Aufgaben
- 1) In welcher Einrichtung fand die Tagung statt, über die der Tagungsbericht zu Umwelt, Entwicklung und Frieden berichtet?
- 2) Führe den Tagungsbericht zu Umwelt, Entwicklung und Frieden im Anschluss an seinen letzten Satz weiter.

-------- Vorliegender Text

Kein Frieden mit der Natur ohne Frieden unter den Menschen
von Jürgen Scheffran /Markus Jathe
Vom 29. November bis 1. Dezember 1996 fand in der Evangelischen Akademie Mülheim ein interdisziplinäres Fachgespräch zur Verknüpfung von Umwelt, Entwicklung und Frieden statt. Ziel war es, die Querbezüge zwischen der Diskussion über nachhaltige Entwicklung einerseits und der Friedens- und Konfliktforschung andererseits aufzuzeigen, um daraus integrierte Handlungsperspektiven abzuleiten. Die gegenseitige Durchdringung der Bereiche fand schon im Titel der Tagung »Frieden durch nachhaltige Entwicklung? Nachhaltige Entwicklung durch Frieden?« ihren Ausdruck. Dabei konnte an die ein Jahr zuvor am selben Ort veranstaltete Tagung zum Thema »Wissenschaft und nachhaltige Entwicklung« angeknüpft werden, die der Wuppertal-Studie »Zukunftsfähiges Deutschland« gewidmet war. Veranstalter waren die Arbeitsgemeinschaft für Friedens- und Konfliktforschung (AFK), die Naturwissenschaftler-Initiative „Verantwortung für den Frieden“ und die Interdisziplinäre Arbeitsgruppe Naturwissenschaft, Technik und Sicherheit (IANUS) an der TH Darmstadt.
Die Annäherung an die Thematik erfolgte in drei Blöcken: einem Aufriß des Problemkomplexes, Beispielen aus den Konfliktfeldern Energie, Umwelt und Nord-Süd-Verhältnis sowie dem zukunfts- und lösungsorientierten Block »Leitbilder und Zukunftskonzepte«.
In einem Einführungsvortrag von Jürgen Scheffran wurde die These zur Diskussion gestellt, daß Frieden eine wesentliche Voraussetzung für die Durchsetzung nachhaltiger Entwicklung sei, zugleich aber nachhaltige Entwicklung auch eine Bedingung langfristiger Friedenssicherung. Ziel sei in beiden Fällen die Erhaltung und Entfaltung des Lebens auf der Erde. Die entscheidende Frage sei, wie ein Übergang von dem Teufelskreis aus Umweltzerstörung, Unterentwicklung und Krieg zu einer Positivkopplung von Umwelterhaltung, Entwicklung und Frieden erreicht werden könne. Um die wechselseitige Verstärkung von Wachstum, Macht und Gewalt, die der Schaffung nachhaltiger und friedlicher gesellschaftlicher Strukturen im Wege steht, zu überwinden, sei ein hohes Maß an Konfliktfähigkeit erforderlich. Eine konsequente Konfliktvermeidung wird um so dringlicher, als unter dem Schlagwort der »erweiterten Sicherheit« eine unzulässige Ausweitung des militärischen Auftrags auf alle Sicherheitsdimensionen erfolgt, inklusive der »ökologischen Sicherheit«. Daß ein entsprechender Paradigmenwechsel seit Ende des Kalten Krieges in vollem Gange ist und bereits in neuen Rüstungsprojekten und Militärplanungen seine Entsprechung gefunden hat, wurde eindrücklich in dem Beitrag von Wolfgang Vogt dargelegt. Zwar sei die militärische Bedrohung Europas zurückgegangen, doch um einen Rüstungsetat von 50 Mrd. DM zu sichern und eine Funktionserweiterung des Militärs vorzunehmen, werden neue Risikoszenarien – vom Islam bis zur Ölkatastrophe – an die Stelle alter Feindbilder gesetzt. Militärische Ansätze zur Krisenintervention und Katastrophenabwehr finden Akzeptanz in der Bevölkerung. Statt auf die nachträgliche militärische Bewältigung von Krisen und Konflikten zu vertrauen, sei für Europa die schwierigere Umgestaltung von Wirtschaft und Gesellschaft in Richtung auf ein Zivilisierungsmodell erforderlich, das die Systemlogiken von Ökonomie, Politik, Technologie und Kultur an ökologischen Erfordernissen und menschlichen Bedürfnissen orientiert.

----------------
-------- Datensätze

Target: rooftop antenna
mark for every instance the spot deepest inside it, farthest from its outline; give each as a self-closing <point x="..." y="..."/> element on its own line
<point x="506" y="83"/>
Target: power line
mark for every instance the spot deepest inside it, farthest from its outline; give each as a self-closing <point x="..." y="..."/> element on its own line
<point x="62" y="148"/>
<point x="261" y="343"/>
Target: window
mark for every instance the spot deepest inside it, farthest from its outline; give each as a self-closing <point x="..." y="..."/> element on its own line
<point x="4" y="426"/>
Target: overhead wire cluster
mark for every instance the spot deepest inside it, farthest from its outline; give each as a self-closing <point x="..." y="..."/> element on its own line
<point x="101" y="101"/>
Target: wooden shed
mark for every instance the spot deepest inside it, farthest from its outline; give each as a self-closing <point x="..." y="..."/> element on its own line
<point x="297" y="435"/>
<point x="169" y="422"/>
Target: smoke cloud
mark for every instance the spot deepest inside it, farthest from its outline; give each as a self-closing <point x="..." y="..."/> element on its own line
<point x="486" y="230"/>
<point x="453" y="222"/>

----------------

Ergebnisse
- 1) In der Evangelischen Akademie Mülheim.

- 2)
Betroffen macht, wie selbstverständlich die Logik militärischer Macht vom vergangenen Ost-West-Konflikt nunmehr auf den komplexeren Nord-Süd-Konflikt übertragen wird, den Franz Nuscheler als einen Verteilungskonflikt über Entfaltungschancen beschreibt. Während der für die globale Krise hauptverantwortliche Norden ökologische Strukturänderungen verzögert, mutet er dem Süden zu, den Verlockungen des westlichen Wirtschaftsmodells zu entsagen, um die Tragfähigkeit der Erde nicht überzubelasten. Demgegenüber beklagen Entwicklungsländer die Einschränkung des Rechts auf Entwicklung und erheben gegenüber dem Norden den Vorwurf des Ökoimperialismus, gegen den die »eigenen« Ressourcen verteidigt werden müssen. Angesichts der eklatanten Unterschiede kann ohne Gerechtigkeit, die der Dritten Welt die Befriedigung der Minimalbedürfnisse garantiert, Frieden dauerhaft nicht gesichert werden.
Die der Wissenschaft zugrundeliegende Ambivalenz beschrieb Wolfgang Liebert. Das von Bacon visionär gezeichnete Programm der Wissenschaft ist zwar in mancher Hinsicht Wirklichkeit geworden, doch herrscht Ernüchterung über den humanitären Gehalt und die destruktive Kraft der Wissenschaft. Wissenschaftlern das Management der Ökosphäre durch gezielte Eingriffe zu überlassen (Hubert Markl) würde bedeuten, die Katze zum Hüter der Mäuse zu machen (Hans-Peter Dürr). Noch problematischer ist der Beitrag zu Rüstung und Krieg. Zunehmend werden angesichts knapper Rüstungshaushalte und Militärkritik die zivilen wissenschaftlich-technischen Ressourcen dienstbar gemacht, unter Ausnutzung der Ambivalenz von Forschung und Entwicklung. Um den Deckmantel zu enthüllen und die Pflicht zur Mitnatürlichkeit auch in der Wissenschaft zur Geltung zu bringen, ist eine Ambivalenzanalyse ebenso erforderlich wie die Anwendung von Kriterien für Wissenschaft wie sie etwa vom Institut für sozial-ökologische Forschung entwickelt wurden.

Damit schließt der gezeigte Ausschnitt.